- _Problem to solve_:
Reproduce the Unicode-insert question from "Hi there, Does" to "listed 'Best First'.", renaming every "$UTF8_txt" to "$utf8_text".

- _Selected passage_:
——————————

Anonymous Monk has asked for the wisdom of the Perl Monks concerning the following question:

Hi there, Does anybody have experience with inserting Unicode data into an MSSQL table from perl/DBI? I am aware of the N'' syntax (insert into table values(N'ça')) but that is basically for "literal" Unciode text. I have a string read from XML, wich is utf-8 encoded. If I then write the string to a file and open it with a Unicode-'aware' editor I see the text OK. But both when I use
$insStr = qq{insert into table (string) values(?)}; $sthIStr = $dbh->prepare($insStr); $sthIStr->execute($UTF8_txt);
or
$insStr = qq{insert into table (string) values(N'$UTF8_txt')}; $dbh->do("$insStr");
The "long" appearantly unencoded ASCII-value is in the database-column (which is datatype nvarchar, btw). Real example: fiÅŸiere instead of fiþiere (Romanain for Files). What I am I doing wrong?

Replies are listed 'Best First'.
Re: Unicode insert into mssql from perl DBD
by graff (Chancellor) on Jan 02, 2008 at 14:44 UTC
    The problem may involve your method of querying data back from the table, and/or displaying the query results, as well as (or instead of) your method of inserting data into the table. It may also involve how the table is defined and how the database server is configured.

    What are you using to view the table contents after the insertion? If you use a perl script, there's a chance that you can inspect the byte sequence as it comes out of the table, and that you can use the Encode module to make sure it gets interpreted correctly for use in a particular display.

——————————

Entries on locating named things:
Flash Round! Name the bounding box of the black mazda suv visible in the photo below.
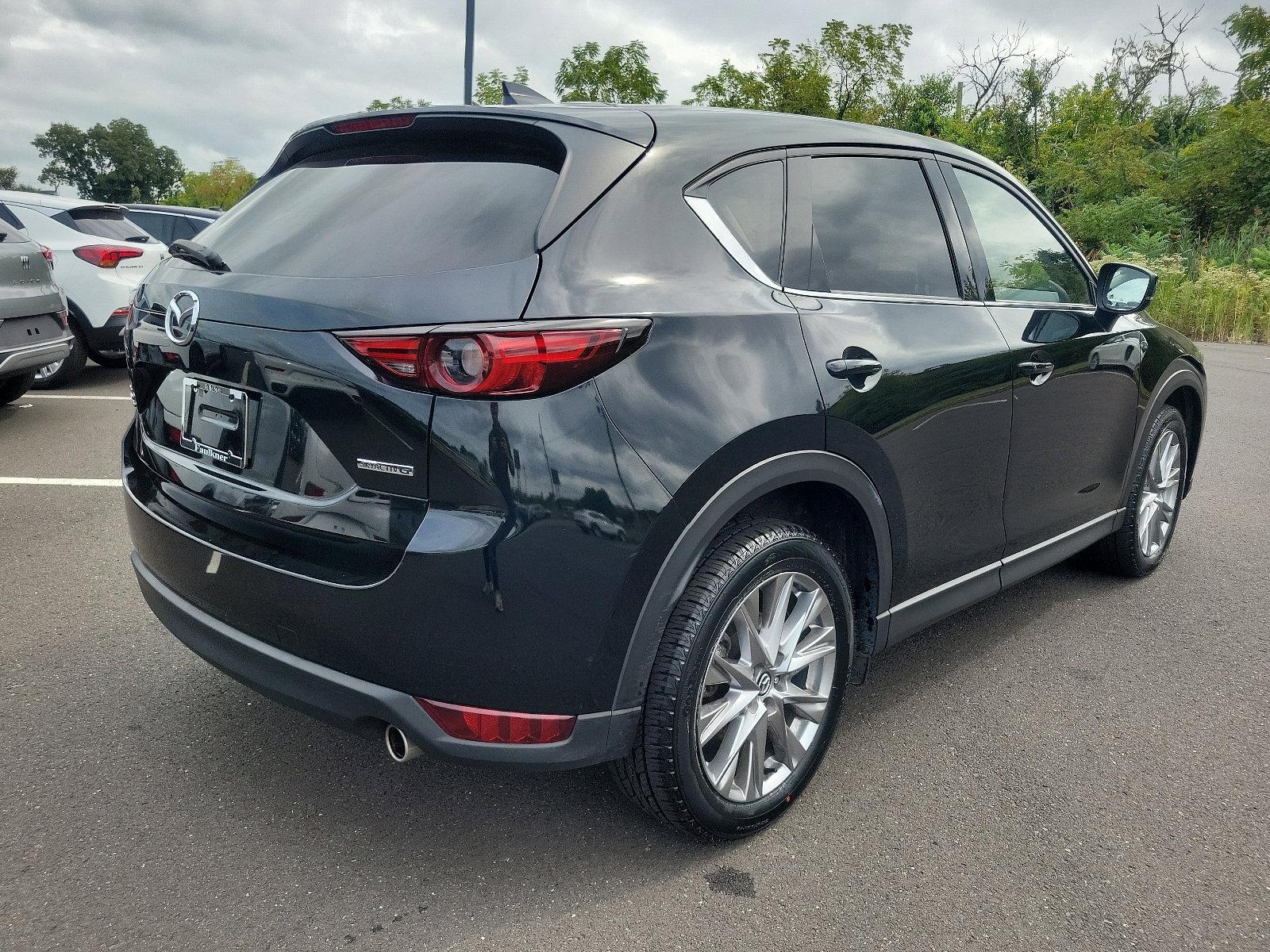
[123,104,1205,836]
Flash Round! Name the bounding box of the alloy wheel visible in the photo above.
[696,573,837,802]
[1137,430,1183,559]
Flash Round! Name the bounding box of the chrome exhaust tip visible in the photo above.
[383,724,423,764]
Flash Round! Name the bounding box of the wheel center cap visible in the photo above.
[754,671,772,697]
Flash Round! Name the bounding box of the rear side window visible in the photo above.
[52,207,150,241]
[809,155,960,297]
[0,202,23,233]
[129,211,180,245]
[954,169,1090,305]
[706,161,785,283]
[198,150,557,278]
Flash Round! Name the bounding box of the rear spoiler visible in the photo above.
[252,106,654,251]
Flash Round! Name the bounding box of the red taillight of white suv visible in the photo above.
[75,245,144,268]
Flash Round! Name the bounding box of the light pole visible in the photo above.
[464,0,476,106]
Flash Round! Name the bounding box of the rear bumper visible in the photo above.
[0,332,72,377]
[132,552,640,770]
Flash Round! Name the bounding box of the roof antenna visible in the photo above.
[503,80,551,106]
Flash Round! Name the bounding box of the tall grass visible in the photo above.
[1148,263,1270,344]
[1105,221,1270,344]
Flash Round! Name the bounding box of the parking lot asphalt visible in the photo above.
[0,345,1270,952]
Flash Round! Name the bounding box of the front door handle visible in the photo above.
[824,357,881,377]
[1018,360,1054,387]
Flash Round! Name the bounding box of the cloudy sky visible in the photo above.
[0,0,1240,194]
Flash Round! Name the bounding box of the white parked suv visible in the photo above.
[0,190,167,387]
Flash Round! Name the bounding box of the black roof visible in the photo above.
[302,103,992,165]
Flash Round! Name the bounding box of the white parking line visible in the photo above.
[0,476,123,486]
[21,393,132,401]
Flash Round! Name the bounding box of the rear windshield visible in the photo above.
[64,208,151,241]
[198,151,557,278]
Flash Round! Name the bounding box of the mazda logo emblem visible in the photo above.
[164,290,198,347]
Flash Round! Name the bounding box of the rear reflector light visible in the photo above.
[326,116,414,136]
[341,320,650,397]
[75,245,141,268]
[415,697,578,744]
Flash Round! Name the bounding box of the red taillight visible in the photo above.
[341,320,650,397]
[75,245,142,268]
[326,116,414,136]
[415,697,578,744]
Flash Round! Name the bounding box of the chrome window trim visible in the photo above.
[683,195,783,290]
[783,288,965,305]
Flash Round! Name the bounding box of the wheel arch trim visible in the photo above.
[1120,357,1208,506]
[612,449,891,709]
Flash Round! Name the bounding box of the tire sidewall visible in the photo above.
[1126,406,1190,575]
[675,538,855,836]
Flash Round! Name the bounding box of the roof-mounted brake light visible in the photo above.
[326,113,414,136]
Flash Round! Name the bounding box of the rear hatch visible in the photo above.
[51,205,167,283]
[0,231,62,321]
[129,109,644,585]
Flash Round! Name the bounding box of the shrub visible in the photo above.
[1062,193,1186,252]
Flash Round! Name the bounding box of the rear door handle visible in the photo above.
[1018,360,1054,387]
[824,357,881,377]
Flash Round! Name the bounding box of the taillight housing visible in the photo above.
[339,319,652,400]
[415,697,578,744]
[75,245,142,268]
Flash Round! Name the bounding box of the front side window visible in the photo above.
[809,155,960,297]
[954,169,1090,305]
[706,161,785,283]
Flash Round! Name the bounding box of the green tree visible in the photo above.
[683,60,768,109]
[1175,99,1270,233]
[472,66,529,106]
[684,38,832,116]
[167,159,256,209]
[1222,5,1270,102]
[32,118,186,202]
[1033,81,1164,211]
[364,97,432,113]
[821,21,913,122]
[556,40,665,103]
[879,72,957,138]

——————————

- _Right answer_:
Hi there, Does anybody have experience with inserting Unicode data into an MSSQL table from perl/DBI? I am aware of the N'' syntax (insert into table values(N'ça')) but that is basically for "literal" Unciode text. I have a string read from XML, wich is utf-8 encoded. If I then write the string to a file and open it with a Unicode-'aware' editor I see the text OK. But both when I use
$insStr = qq{insert into table (string) values(?)}; $sthIStr = $dbh->prepare($insStr); $sthIStr->execute($utf8_text);
or
$insStr = qq{insert into table (string) values(N'$utf8_text')}; $dbh->do("$insStr");
The "long" appearantly unencoded ASCII-value is in the database-column (which is datatype nvarchar, btw). Real example: fiÅŸiere instead of fiþiere (Romanain for Files). What I am I doing wrong?

Replies are listed 'Best First'.